Text section:
**********

This is not an intuitive product, but its not hard to use. Navigation is a little tricky because there are universal activities that are accessed from the individual’s profile page where all feeds are aggregated and then context sensitive activities that are of the same sort as the universal ones but are accessed “in context” meaning within the opportunity screen, for example. However, once you get that, you get that and its a moot point.
The interface, unlike Salescloud 2 with Chatter integration is not Facebook-like, but is very clean and perhaps even more manageable. Here’s a screenshot to give you some idea:
Nice looking and notice the amount of information on this Account page including, location data, leads, opportunities, outstanding orders and associated tags and the mini-window with the profile specific information including the salesperson, with their outstanding accounts, opportunities, some analytics related to their sales success etc.
Or this page for all you left brained sales managers or those aspiring in that direction:
While the analytics provided aren’t extensive, they are are useful. For example, if you’re looking to find out which of your sales people has been most successful dealing with a particular account over its lifetime with your company, you can dredge this up to the dashboard, find the person based on the statistics extracted in the form of charts, go the person, subscribe to the their feed, filter it according to what you need from them and then contact them either generally through the feed, or more traditionally through email, etc. In other words, the analytics results can be acted on.

**********

Provided material:
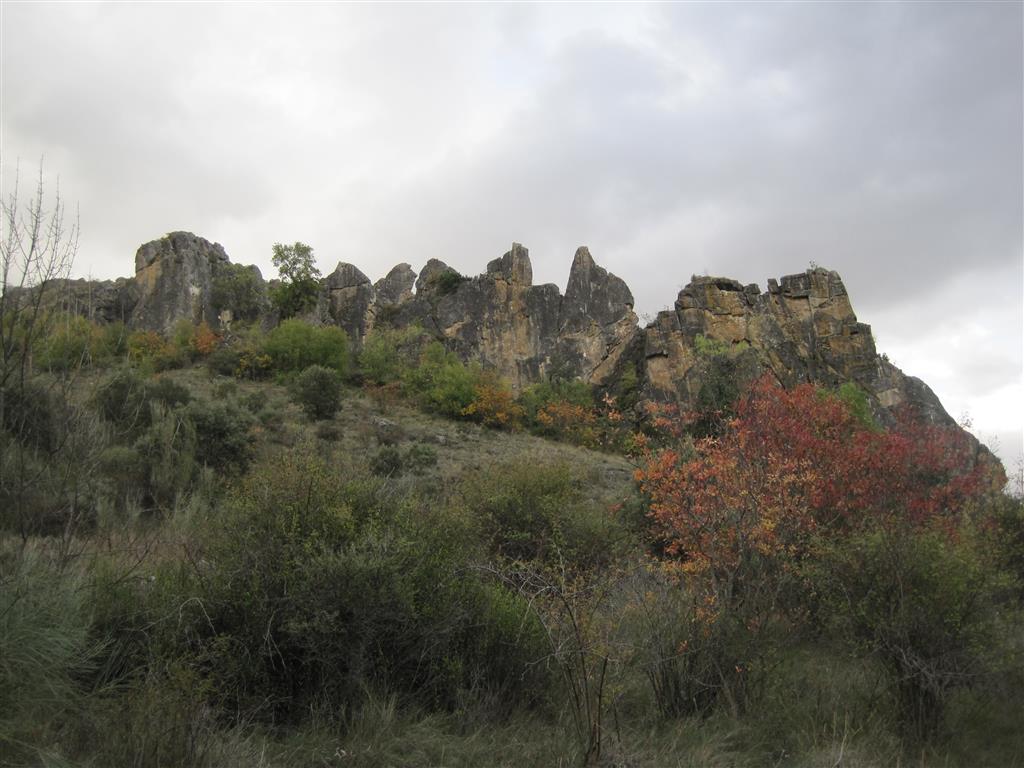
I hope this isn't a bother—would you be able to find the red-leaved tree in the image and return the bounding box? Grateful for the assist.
[637,377,997,594]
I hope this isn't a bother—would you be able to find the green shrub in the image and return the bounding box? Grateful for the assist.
[0,549,95,765]
[184,400,255,473]
[195,452,544,719]
[431,267,467,296]
[401,443,437,475]
[206,347,241,376]
[460,462,623,568]
[33,315,103,373]
[132,403,200,511]
[263,319,349,376]
[808,529,1000,738]
[93,368,153,435]
[370,445,402,477]
[402,341,481,419]
[292,366,341,421]
[359,326,429,384]
[146,376,191,409]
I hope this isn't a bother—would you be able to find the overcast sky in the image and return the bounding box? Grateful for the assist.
[6,1,1024,469]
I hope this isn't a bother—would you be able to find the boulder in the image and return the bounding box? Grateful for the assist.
[131,232,228,334]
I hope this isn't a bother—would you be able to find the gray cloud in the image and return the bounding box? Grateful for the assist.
[0,3,1024,468]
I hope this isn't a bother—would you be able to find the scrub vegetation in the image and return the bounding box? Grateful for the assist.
[0,182,1024,767]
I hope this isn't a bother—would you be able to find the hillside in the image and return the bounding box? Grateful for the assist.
[0,234,1024,768]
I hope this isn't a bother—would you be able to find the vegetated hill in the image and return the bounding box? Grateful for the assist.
[41,232,991,458]
[0,233,1024,768]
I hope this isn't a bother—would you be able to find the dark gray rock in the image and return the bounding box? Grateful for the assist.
[131,232,228,334]
[321,262,376,346]
[374,264,416,306]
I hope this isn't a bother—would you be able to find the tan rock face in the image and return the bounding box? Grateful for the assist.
[105,232,974,456]
[131,232,228,334]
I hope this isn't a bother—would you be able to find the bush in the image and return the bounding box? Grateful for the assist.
[807,528,1000,738]
[462,372,523,429]
[370,445,402,477]
[402,341,481,419]
[431,267,467,296]
[128,331,184,371]
[132,403,200,511]
[195,452,540,722]
[93,368,153,435]
[460,462,623,567]
[185,401,255,473]
[146,376,191,409]
[292,366,341,421]
[359,326,429,384]
[263,319,349,376]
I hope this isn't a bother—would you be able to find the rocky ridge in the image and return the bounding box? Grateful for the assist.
[72,232,966,436]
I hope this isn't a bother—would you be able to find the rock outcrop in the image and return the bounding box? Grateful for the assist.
[131,232,228,334]
[639,268,952,424]
[59,232,974,450]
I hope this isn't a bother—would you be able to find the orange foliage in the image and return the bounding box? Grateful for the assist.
[462,376,524,429]
[637,378,998,573]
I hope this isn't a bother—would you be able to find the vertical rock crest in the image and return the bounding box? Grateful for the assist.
[116,232,970,444]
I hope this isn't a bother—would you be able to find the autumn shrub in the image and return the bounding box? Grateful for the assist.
[519,379,598,446]
[806,527,1005,739]
[128,331,185,371]
[370,445,402,477]
[462,372,523,429]
[292,366,341,421]
[262,318,349,376]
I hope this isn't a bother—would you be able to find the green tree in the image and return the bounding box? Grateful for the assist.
[270,243,321,317]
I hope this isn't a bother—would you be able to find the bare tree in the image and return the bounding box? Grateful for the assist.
[0,164,79,539]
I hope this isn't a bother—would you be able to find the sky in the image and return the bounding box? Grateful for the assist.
[0,0,1024,479]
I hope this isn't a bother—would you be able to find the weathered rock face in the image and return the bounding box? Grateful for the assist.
[45,278,138,324]
[321,263,376,340]
[131,232,228,334]
[83,232,970,448]
[374,264,416,306]
[641,268,952,430]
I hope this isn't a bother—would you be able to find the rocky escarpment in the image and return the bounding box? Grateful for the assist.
[322,243,637,387]
[131,232,229,334]
[635,268,952,430]
[61,232,966,438]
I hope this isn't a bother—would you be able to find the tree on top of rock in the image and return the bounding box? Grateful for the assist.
[270,243,321,318]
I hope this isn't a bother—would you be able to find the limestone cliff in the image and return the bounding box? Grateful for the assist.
[62,232,966,438]
[131,232,228,334]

**********

Tasks for this exercise:
a. In the sales software review, recast the paragraph beginning "While the analytics provided" as a short bulleted list that keeps its main facts.
b. Answer these questions using the sales software review:
(i) Which product's interface is described as Facebook-like?
(ii) From where are the universal activities accessed?
(iii) Besides the feed, what more traditional way of contacting a salesperson is mentioned?
c. Carry on writing the sales software review from its last sentence.

Replies:
a.
- The analytics are not extensive, but they are useful.
- Example: to find which salesperson has been most successful with a particular account over its lifetime, bring the data up to the dashboard and identify the person from the charts.
- Then go to that person, subscribe to their feed, filter it for what you need, and contact them through the feed or by email.
- The analytics results can be acted on.

b.
(i) Salescloud 2 with Chatter integration
(ii) From the individual's profile page, where all feeds are aggregated
(iii) Email

c.
In fact, one of the things that makes this product so appealing is the ability to communicate via an individual feed that comes up from a person or group. For example, look at this screenshot:
Note the Reshma Mani feed and the comment from Bill Hou addressing that feed directly. Again, while not a particularly WOW factor thing, this is something that is table-stakes convenience - and that shouldn’t be discounted.
Finally, this product makes it easy, as you can see if you look to the right side of this same slide, to find what’s going on with and to correspond with teams and followers in a single area.
Given that all the traditional functionality is here, collaborative capabilities of the “it takes a village” kind are here a.k.a. crowdsourcing, this is a great start for a sales product.
There is one or two things that I think would be important to the immediate next iteration or maybe the one after that however, that are clearly missing here and that their competition can already point to.
- If you look at the analytics reporting now, its slicing and dicing are aimed at results gleaned from internal transactional data. Competitive intelligence such as that provided by InsideView is not a part of the configuration at all. It needs to be. The amount of sales intelligence out there on the varying accounts and contacts that are in your corporate sales system is sufficient to make or break an opportunity’s success.
- While the feeds provide information and point level collaborative conversation, there is no real area for collaboration on presentations or a rankings/ratings engine to allow the collaborators to give a clear indicator of the quality of the presentation or document (say…proposal) to the producers of the documents.
- There is a sales document library but it seems to be more accessing for an audit trail/log than for actual proposals, presentations or needed other documents. I was unclear if this were possible. If it isn’t, it needs to be.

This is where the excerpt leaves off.